## begin The input
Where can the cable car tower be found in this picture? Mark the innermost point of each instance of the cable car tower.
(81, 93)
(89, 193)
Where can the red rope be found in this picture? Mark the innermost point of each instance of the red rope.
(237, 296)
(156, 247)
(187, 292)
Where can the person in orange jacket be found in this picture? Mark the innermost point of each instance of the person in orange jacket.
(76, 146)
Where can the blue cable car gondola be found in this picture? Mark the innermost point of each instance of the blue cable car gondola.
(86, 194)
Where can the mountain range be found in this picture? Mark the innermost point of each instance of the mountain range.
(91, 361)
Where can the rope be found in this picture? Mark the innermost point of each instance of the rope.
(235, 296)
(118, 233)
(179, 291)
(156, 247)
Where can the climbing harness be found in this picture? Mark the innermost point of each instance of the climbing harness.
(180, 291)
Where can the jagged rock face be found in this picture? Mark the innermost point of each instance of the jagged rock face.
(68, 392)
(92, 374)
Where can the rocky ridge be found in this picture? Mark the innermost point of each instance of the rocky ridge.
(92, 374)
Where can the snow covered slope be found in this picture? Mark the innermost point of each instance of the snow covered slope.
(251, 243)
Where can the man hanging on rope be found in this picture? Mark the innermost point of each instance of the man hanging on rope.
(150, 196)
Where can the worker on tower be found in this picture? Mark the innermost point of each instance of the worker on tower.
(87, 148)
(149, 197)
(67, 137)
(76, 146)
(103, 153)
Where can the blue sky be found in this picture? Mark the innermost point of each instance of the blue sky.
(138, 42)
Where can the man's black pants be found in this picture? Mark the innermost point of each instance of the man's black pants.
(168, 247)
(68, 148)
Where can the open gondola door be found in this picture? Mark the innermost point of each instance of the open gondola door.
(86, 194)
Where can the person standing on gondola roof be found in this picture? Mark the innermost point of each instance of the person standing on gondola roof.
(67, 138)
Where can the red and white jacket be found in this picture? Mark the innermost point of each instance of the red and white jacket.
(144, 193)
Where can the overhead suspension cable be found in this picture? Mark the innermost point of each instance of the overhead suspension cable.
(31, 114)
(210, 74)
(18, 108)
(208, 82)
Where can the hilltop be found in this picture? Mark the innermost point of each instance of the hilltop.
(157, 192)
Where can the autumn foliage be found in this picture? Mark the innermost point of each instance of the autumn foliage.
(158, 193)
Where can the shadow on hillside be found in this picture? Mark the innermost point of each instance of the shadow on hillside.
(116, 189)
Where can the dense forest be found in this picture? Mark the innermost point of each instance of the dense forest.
## end The input
### Short exercise
Reproduce the complete set of lines precisely as supplied.

### Exercise result
Where can the cable car tower be found in this picture? Mark the innermost point of each instance of the cable car tower.
(81, 93)
(89, 193)
Where can the red rope be found in this picture? Mark the innermost point of each instance of the red rope.
(237, 296)
(156, 247)
(187, 292)
Where can the person in orange jacket be found in this picture? Mark the innermost point of each instance of the person in orange jacket.
(76, 146)
Where can the blue cable car gondola be found in this picture? Mark the innermost point of each instance of the blue cable car gondola.
(86, 194)
Where can the mountain range be found in this picture? Mark the innermost point of each instance of the mountain range.
(91, 361)
Where can the rope be found in this picture? Mark the innermost point of each instance of the rope.
(235, 296)
(118, 233)
(179, 291)
(156, 247)
Where can the climbing harness be found in this picture? Mark the innermost point of each instance of the climbing harness.
(180, 291)
Where can the jagged rock face be found in this picture? Mark the innermost point of each instance of the jagged rock face.
(68, 392)
(92, 374)
Where can the rocky ridge be found in this picture? Mark the innermost point of each instance of the rocky ridge.
(92, 374)
Where can the snow covered slope be found in this picture? Mark the innermost point of each instance of the snow covered slope.
(251, 243)
Where can the man hanging on rope be found in this picture? Mark the innermost point of each instance of the man hanging on rope.
(150, 196)
Where can the worker on tower be found in this picture? Mark the innermost point of each instance of the worker on tower.
(87, 148)
(149, 197)
(67, 137)
(76, 146)
(103, 153)
Where can the blue sky be found in this picture? Mark the innermost point of each instance of the blue sky.
(138, 42)
Where can the man's black pants be found in this picture? Mark the innermost point of each instance of the man's black pants.
(168, 247)
(68, 148)
Where can the open gondola door be found in this picture? Mark the innermost point of each instance of the open gondola door.
(86, 194)
Where can the person standing on gondola roof be found in this picture? Mark the innermost point of each instance of the person standing on gondola roof.
(67, 138)
Where can the red and white jacket be found in this picture? Mark the innermost point of each instance of the red and white jacket.
(144, 193)
Where can the overhead suspension cable be found in this picture? Mark the innermost point of each instance of the overhead suspension cable.
(31, 114)
(210, 74)
(18, 108)
(208, 82)
Where can the hilltop be found in this picture? Mark the innermost point of each instance of the hilltop.
(157, 192)
Where can the autumn foliage be found in this picture? Mark the innermost point of each instance of the autumn foliage.
(158, 193)
Where can the shadow on hillside be found in this picture? Mark the innermost point of each instance of the shadow on hillside.
(116, 189)
Where can the dense forest be found in this picture? Mark the innermost point of each instance of the dense forest.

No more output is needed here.